(Task brief)
Write what comes next in the article about Ibrahim Gambari's speech to Fordham's humanitarian assistance graduates, continuing after its last sentence and ignoring the material that follows it.

[Excerpted text — start]

Balancing peace with justice is not an easy task, but it’s the only way to navigate the fraught world of international diplomacy, Ibrahim Gambari told the 43rd graduating class of Fordham’s International Diploma in Humanitarian Assistance (IDHA) on June 27.

The U.N. diplomat, scholar, and chancellor of Nigeria’s Kwara State University was in a unique position to deliver the above assessment. As former chairperson of the African Union Commission and the former Joint African Union-United Nations Special Representative for Darfur, he has navigated many a diplomatic briar patch in Africa.

When Omar Al-Bashir, currently under indictment by the International Criminal Court, was elected president of Sudan under questionable circumstances, Gambari had to decide between attending his inauguration, or declining at the risk of alienating a leader who was critical to achieving a peace agreement.

Gambari’s U.N. superiors decided that he should go “but not be seen smiling,” he said. Representatives from the African Union disagreed, however, and said he should express happiness.

Striking the right diplomatic balance is difficult. “How do you smile and not smile at the same time?” he said.

“My own experience and position is that you don’t have to choose between peace and justice; rather, you can sequence them.”

Gambari was presented with an honorary certificate in International Humanitarian Assistance at the event.

The IIHA diploma ceremony honored 35 students from 24 countries, many whom are already working in the humanitarian field. Two students were from Aleppo, Syria, and one from the outskirts of Baghdad.

The ceremony capped an intense month of 200 hours of multi-disciplinary lectures, workshops, and field experiences designed to simulate a humanitarian crisis. The program began in 1997 and has served students from more than 115 nations.

[Excerpted text — finish]
[Extracted data — start]

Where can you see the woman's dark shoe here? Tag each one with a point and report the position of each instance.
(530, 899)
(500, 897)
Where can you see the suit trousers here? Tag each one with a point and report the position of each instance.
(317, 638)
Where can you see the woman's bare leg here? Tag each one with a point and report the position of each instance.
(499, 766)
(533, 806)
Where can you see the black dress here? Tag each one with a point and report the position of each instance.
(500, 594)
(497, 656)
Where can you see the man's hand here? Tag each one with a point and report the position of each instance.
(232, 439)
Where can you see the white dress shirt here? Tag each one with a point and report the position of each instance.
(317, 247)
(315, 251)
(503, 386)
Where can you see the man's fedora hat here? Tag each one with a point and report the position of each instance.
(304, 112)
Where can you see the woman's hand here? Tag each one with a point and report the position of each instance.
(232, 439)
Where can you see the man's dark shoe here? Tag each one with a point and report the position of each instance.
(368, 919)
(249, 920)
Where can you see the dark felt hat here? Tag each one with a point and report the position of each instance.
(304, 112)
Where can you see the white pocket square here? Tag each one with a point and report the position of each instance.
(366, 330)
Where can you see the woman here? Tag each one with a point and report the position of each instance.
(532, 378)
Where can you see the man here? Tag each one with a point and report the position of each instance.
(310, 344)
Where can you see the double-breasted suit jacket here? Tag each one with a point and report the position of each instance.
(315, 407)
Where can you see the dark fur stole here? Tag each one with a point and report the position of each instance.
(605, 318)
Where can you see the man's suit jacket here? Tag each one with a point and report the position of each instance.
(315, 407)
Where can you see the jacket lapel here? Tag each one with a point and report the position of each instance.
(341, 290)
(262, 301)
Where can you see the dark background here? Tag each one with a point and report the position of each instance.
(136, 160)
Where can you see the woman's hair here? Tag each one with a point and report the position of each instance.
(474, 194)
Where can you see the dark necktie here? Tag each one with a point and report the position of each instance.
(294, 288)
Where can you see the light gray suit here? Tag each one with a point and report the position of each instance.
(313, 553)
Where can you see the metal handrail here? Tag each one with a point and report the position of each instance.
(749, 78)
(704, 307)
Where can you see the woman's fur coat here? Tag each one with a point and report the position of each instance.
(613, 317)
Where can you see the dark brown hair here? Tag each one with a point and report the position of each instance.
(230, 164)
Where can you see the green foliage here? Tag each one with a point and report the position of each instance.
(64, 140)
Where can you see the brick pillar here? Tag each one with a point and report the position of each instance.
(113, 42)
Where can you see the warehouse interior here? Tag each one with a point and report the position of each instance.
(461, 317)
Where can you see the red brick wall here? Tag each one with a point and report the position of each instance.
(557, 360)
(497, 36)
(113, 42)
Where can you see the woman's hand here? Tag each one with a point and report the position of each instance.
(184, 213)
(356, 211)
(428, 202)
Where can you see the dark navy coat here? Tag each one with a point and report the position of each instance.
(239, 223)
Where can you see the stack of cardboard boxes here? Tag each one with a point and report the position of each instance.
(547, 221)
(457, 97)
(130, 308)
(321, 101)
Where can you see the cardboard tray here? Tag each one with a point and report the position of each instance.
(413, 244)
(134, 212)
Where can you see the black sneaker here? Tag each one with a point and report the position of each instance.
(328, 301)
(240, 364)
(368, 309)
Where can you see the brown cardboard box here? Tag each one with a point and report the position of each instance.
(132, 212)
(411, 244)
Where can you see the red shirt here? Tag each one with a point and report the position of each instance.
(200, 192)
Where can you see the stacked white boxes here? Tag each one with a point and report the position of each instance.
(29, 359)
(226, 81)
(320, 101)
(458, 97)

[Extracted data — finish]

(Reply to the task)
In his talk, Gambari addressed five issues of critical importance to the field of humanitarian assistance: justice; addressing the root causes of conflicts; the role of “spoilers,” or criminal/insurgent groups; how nongovernmental organizations (NGOs) factor in the process; and the need find common ground.

Among those, finding common ground is of paramount importance, he said. And getting the attention of warring parties sometimes requires all manner of flattery and cunning. He recalled how one of his professors at the London School of Economics asked him to write an essay for him.

“One of my professors at the London School of Economics asked me to write an essay. He told me ‘Ibrahim, this is the best paper that I’ve read I’ve read in many years, and I’ve been at L.E.S. for 20 years. Except for the following points’—and then he winked—‘Which make your paper complete nonsense.’” Gambari recalled.

“I reminded him he’d just said it was great. And he said ‘That was just to get your attention.’”

In humanitarian work, “I’m afraid you have to use all sorts of tricks to get their attention, because without their attention, you cannot influence anyone.”